* **Work to complete**: Copy every line that holds the string "gray" from the data below.

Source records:

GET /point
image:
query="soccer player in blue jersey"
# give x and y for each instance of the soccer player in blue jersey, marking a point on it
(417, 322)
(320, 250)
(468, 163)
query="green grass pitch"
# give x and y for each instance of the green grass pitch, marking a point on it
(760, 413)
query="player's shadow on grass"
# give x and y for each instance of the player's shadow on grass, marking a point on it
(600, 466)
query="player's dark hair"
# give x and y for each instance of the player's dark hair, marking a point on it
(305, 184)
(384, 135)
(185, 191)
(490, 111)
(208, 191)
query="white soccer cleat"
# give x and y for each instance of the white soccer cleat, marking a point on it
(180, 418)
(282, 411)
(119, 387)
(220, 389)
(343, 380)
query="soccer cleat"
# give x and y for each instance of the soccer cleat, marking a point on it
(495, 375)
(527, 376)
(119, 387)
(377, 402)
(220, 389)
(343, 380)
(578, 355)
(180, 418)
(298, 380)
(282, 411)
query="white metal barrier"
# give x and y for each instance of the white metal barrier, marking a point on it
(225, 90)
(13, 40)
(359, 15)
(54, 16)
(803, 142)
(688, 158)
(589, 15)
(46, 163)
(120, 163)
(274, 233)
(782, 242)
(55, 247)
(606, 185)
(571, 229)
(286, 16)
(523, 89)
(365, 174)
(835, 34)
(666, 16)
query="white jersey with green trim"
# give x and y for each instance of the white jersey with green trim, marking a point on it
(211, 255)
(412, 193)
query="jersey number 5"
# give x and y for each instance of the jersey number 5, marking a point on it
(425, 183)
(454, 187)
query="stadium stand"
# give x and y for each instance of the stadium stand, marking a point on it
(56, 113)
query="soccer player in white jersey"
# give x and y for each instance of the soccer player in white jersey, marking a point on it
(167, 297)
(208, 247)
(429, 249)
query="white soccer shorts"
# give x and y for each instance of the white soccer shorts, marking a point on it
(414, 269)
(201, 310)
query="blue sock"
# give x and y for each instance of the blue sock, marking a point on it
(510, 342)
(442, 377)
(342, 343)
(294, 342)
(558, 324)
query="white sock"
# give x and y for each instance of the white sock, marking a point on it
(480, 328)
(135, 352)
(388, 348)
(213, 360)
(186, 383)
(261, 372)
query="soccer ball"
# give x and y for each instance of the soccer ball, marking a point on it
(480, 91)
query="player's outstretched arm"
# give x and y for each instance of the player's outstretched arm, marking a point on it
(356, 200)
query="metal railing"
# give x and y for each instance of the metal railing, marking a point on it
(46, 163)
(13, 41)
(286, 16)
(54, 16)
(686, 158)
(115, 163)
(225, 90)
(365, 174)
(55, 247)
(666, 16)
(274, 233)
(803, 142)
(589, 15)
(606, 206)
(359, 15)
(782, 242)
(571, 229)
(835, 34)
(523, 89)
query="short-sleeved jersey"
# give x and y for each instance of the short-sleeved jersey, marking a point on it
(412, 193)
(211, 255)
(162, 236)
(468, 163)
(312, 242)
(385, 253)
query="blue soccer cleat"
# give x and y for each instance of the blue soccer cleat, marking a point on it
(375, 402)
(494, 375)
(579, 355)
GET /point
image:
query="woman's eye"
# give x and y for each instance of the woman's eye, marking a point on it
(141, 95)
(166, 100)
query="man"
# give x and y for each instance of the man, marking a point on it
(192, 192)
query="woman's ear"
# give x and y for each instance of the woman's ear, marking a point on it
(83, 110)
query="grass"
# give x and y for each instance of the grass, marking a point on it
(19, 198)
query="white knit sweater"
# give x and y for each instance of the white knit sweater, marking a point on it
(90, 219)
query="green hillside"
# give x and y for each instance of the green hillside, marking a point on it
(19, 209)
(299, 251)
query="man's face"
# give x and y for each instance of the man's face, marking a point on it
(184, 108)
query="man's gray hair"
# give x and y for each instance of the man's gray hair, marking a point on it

* **Reply**:
query="man's gray hair"
# give x and y for each instance of the man's gray hair, marking a point on it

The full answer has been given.